— begin —

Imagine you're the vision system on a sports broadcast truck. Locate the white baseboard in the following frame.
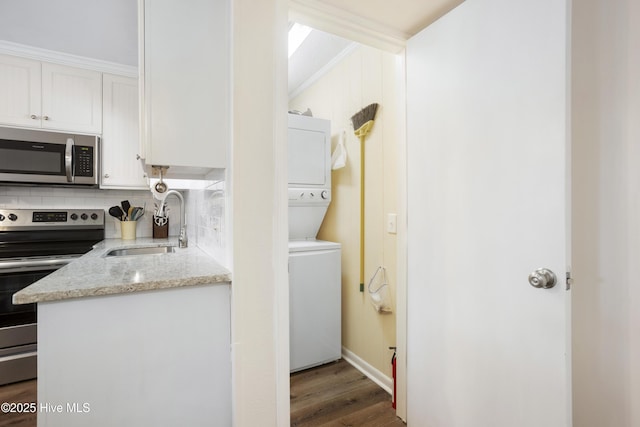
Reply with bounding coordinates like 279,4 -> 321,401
342,347 -> 393,394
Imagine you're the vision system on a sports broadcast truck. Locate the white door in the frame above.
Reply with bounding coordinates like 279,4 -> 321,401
0,55 -> 41,128
100,74 -> 149,189
42,62 -> 102,134
407,0 -> 571,427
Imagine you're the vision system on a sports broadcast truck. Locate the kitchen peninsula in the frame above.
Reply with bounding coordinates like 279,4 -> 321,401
13,239 -> 231,427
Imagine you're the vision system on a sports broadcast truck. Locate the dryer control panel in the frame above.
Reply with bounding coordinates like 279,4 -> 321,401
289,188 -> 331,206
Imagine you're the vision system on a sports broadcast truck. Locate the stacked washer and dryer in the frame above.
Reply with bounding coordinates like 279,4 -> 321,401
288,114 -> 342,372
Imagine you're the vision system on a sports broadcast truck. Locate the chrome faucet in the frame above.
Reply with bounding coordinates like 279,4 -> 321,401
160,190 -> 189,248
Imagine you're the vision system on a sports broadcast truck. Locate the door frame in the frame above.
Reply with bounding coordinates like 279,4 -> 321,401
289,0 -> 410,421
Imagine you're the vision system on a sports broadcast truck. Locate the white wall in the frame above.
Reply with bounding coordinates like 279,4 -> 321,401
227,0 -> 290,427
572,0 -> 640,427
0,0 -> 138,65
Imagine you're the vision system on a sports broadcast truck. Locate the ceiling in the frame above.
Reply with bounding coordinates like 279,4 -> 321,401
289,0 -> 464,98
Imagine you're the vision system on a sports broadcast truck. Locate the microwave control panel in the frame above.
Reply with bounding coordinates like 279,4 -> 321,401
73,145 -> 93,176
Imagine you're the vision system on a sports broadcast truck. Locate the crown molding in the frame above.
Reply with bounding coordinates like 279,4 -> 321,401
289,42 -> 360,100
0,40 -> 138,77
289,0 -> 411,53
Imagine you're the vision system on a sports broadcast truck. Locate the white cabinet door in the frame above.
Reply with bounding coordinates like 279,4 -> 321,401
0,55 -> 41,127
42,62 -> 102,133
140,0 -> 231,175
100,74 -> 149,189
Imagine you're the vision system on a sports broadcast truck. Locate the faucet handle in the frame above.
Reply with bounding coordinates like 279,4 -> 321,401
178,224 -> 189,248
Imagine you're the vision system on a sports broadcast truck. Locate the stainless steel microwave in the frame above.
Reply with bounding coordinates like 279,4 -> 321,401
0,127 -> 100,187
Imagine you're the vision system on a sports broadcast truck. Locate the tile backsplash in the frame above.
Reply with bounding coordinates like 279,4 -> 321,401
0,186 -> 228,266
0,186 -> 180,238
187,181 -> 229,267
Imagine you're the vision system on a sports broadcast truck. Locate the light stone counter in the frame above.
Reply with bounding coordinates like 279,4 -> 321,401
13,238 -> 231,304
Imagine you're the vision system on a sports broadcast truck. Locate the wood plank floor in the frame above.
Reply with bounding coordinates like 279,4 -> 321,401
291,360 -> 405,427
0,380 -> 38,427
0,360 -> 405,427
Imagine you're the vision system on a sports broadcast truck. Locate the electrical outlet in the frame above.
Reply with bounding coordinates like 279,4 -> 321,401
387,214 -> 398,234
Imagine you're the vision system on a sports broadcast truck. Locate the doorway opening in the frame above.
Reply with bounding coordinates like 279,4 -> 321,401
289,17 -> 406,424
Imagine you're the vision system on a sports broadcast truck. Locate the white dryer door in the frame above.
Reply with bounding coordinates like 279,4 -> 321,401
289,249 -> 342,372
289,128 -> 330,186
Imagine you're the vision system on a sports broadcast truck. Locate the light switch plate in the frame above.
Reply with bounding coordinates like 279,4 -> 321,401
387,214 -> 398,234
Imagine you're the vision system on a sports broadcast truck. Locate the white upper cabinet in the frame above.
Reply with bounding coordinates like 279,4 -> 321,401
0,55 -> 102,134
42,62 -> 102,133
100,74 -> 149,190
139,0 -> 230,177
0,55 -> 42,127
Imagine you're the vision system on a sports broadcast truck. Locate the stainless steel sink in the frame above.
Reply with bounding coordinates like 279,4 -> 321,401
104,246 -> 176,257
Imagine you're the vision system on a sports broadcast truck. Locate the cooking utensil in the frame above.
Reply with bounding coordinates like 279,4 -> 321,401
131,206 -> 144,221
120,200 -> 131,217
109,206 -> 124,221
153,215 -> 169,227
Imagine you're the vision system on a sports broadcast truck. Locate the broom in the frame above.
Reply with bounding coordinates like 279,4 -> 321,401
351,103 -> 378,292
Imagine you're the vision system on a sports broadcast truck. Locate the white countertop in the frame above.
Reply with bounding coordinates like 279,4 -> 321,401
13,238 -> 231,304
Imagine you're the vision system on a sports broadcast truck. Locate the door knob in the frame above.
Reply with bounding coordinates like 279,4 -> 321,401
529,268 -> 557,289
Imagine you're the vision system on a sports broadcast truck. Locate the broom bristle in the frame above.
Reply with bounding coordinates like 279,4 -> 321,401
351,103 -> 378,130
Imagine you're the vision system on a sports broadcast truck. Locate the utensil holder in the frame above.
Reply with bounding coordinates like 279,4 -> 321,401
153,219 -> 169,239
120,221 -> 138,240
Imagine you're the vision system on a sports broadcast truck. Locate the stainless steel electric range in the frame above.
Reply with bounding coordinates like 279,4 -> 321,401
0,209 -> 104,385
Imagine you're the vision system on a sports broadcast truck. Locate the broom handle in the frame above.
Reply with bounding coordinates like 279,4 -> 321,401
360,135 -> 364,292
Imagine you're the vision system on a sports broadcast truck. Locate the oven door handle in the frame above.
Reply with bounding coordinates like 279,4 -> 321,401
64,138 -> 73,182
0,258 -> 76,272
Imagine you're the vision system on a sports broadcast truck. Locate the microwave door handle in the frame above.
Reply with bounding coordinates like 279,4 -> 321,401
64,138 -> 73,182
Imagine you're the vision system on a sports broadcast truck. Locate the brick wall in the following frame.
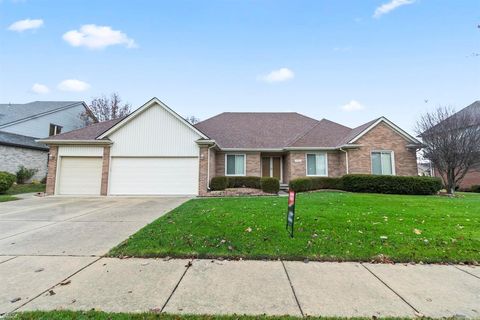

— end —

Repeat every line above word for word, leaving out the pictures.

■ **Solution**:
Imagine you're the vision system on a sports broadcast truck. Locate the white baseboard in the following frame.
Reply with bounding coordinates like 279,4 -> 321,401
342,347 -> 393,394
Imagine you're the vision system on a sports broadcast truck. Locate the white door in the frame above.
Reply with bounding coordinates like 279,4 -> 321,401
0,55 -> 41,128
100,74 -> 149,189
42,62 -> 102,134
407,0 -> 571,427
Imagine you're the vision system on a sports broadcast truck. Locate the kitchen peninsula in the frame above.
Reply with bounding coordinates like 279,4 -> 321,401
13,239 -> 231,427
Imagine you're the vision system on a sports broadcast truck. Locate the dryer control panel in the frame above.
Reply with bounding coordinates like 279,4 -> 321,401
289,188 -> 331,206
Imagine you're the vision system on a sports broadcast truck. Locate the stacked washer and dryer in the frame above.
Reply with bounding coordinates like 279,4 -> 321,401
288,114 -> 342,372
Imagine you're the vision system on a sports broadcast truck. Locate the chrome faucet in the frame above.
Reply with bounding coordinates like 279,4 -> 321,401
160,190 -> 189,248
Imagine you're the vision system on a sports broadcast truck. Locate the door frame in the frame above.
Reply with bounding coordinates like 279,4 -> 321,401
289,0 -> 410,421
Imagine you're the vision system on a sports broadcast truck. Locate the white wall in the frame above.
Reply with bounding coordinates like 279,4 -> 321,401
227,0 -> 290,427
572,0 -> 640,427
0,0 -> 138,65
Imagine you're the vision system on a sports broadcast truck. Locate the ceiling in the frame above.
Reply with bounding coordinates like 279,4 -> 321,401
289,0 -> 464,98
Imagine you're the vision system on a sports broadcast truck. Locate the microwave control panel in the frame above.
Reply with bounding coordinates like 279,4 -> 321,401
73,145 -> 93,176
Imagine you're the vision system on a sports broadcast truck. Locate the crown molding in the frame above.
Reply with bounding coordinates like 279,4 -> 321,401
289,42 -> 360,100
0,40 -> 138,77
289,0 -> 411,53
Imagine you're the vision system on a sports broadcast truck. Locate the white cabinet door in the frame above.
Reply with bounding coordinates like 279,4 -> 321,401
0,55 -> 41,127
42,62 -> 102,133
140,0 -> 231,175
100,74 -> 149,189
Imagine you're the vision system on a sports broadcast truck. Locate the faucet handle in the frame above.
Reply with bounding coordinates like 279,4 -> 321,401
178,224 -> 189,248
Imagine you're the vision system on a sports broadcast truck. Locate the stainless steel microwave in the frame above.
Reply with bounding coordinates like 279,4 -> 321,401
0,127 -> 100,187
Imagine you're the vision system on a sports broadcast truck. Locate the tile backsplash in the frame above.
Reply with bounding coordinates like 279,4 -> 321,401
0,186 -> 228,266
0,186 -> 180,238
187,181 -> 229,267
Imagine you're the vision system on a sports broadcast truck. Locate the light stone counter in the frame above.
Reply with bounding coordinates like 279,4 -> 321,401
13,238 -> 231,304
Imagine you're the vision system on a sports broadcast truck. Locate the wood plank floor in the frame above.
Reply with bounding coordinates like 279,4 -> 321,401
291,360 -> 405,427
0,380 -> 38,427
0,360 -> 405,427
Imagine you're the vision system on a sports broadcast truck. Locate the electrical outlet in the frame above.
Reply with bounding coordinates like 279,4 -> 321,401
387,214 -> 398,234
Imagine you're the vision system on a sports broadcast truck. Locate the doorway opening in the frame above.
Reply with bounding coordinates like 279,4 -> 321,401
289,17 -> 406,424
Imagine you're the vision system on a sports broadcast truck. Locate the white dryer door in the frame above.
Reply with bounding coordinates like 279,4 -> 321,401
289,249 -> 342,372
289,128 -> 330,186
Imagine you're the vision system on a sports broadcast truck. Locate the light switch plate in the frame above.
Reply with bounding coordinates like 279,4 -> 321,401
387,214 -> 398,234
Imagine you're the vision system on a sports broadcast truck. Locate the white upper cabinet in the frame above.
Reply with bounding coordinates like 279,4 -> 321,401
0,55 -> 102,134
42,62 -> 102,133
100,74 -> 149,190
139,0 -> 230,177
0,55 -> 42,127
Imagine you're the vision system on a sports broadcast truck. Locate the stainless steel sink in the frame above.
Reply with bounding coordinates like 279,4 -> 321,401
104,246 -> 176,257
Imagine you're the vision system on a sports broadcast truck. Locate the cooking utensil in the frame above.
Reply with bounding coordinates like 279,4 -> 321,401
131,206 -> 144,221
120,200 -> 131,217
109,206 -> 124,221
153,215 -> 169,227
Imagine you're the vision system on a sports broadcast truck. Locate the broom in the frame above.
Reply with bounding coordinates like 279,4 -> 321,401
351,103 -> 378,292
Imagine you're the vision system on a sports broadcast truck. Locate the white countertop in the frame above.
Reply with bounding coordinates like 279,4 -> 321,401
13,238 -> 231,304
Imagine you're the vision system on a sports broadcast truck. Locate the door knob in the frame above.
Reply with bounding coordinates like 279,4 -> 321,401
529,268 -> 557,289
Imagine you're the vision system on a sports broadcast truck. Locate the broom bristle in the frame above.
Reply with bounding coordinates like 279,4 -> 321,401
351,103 -> 378,130
Imagine you're the vision system on a sports broadcast truck. Locate the utensil holder in the frame above.
Reply with bounding coordinates like 279,4 -> 321,401
153,219 -> 169,239
120,221 -> 138,240
Imagine you're the vision system on a sports broadcast truck. Locate the stainless steel electric range in the frame above.
Reply with bounding coordinates like 279,4 -> 321,401
0,209 -> 104,385
Imagine you're the vision system on a sports broadcast truck. Locate the broom handle in the frame above.
Reply with bounding coordinates like 279,4 -> 321,401
360,135 -> 364,292
Imagine you're the vision system on a sports broadcast truck. Locate the oven door handle in the frame above.
Reply with bounding coordinates like 279,4 -> 321,401
64,138 -> 73,182
0,258 -> 76,272
Imagine you're the vision system on a sports broadcast truck. Locate the microwave door handle in the frame above.
Reply with bounding coordinates like 279,4 -> 321,401
64,138 -> 73,182
Imagine you're the vision system on a sports broadcast truck. Locate the brick wall in the following frame.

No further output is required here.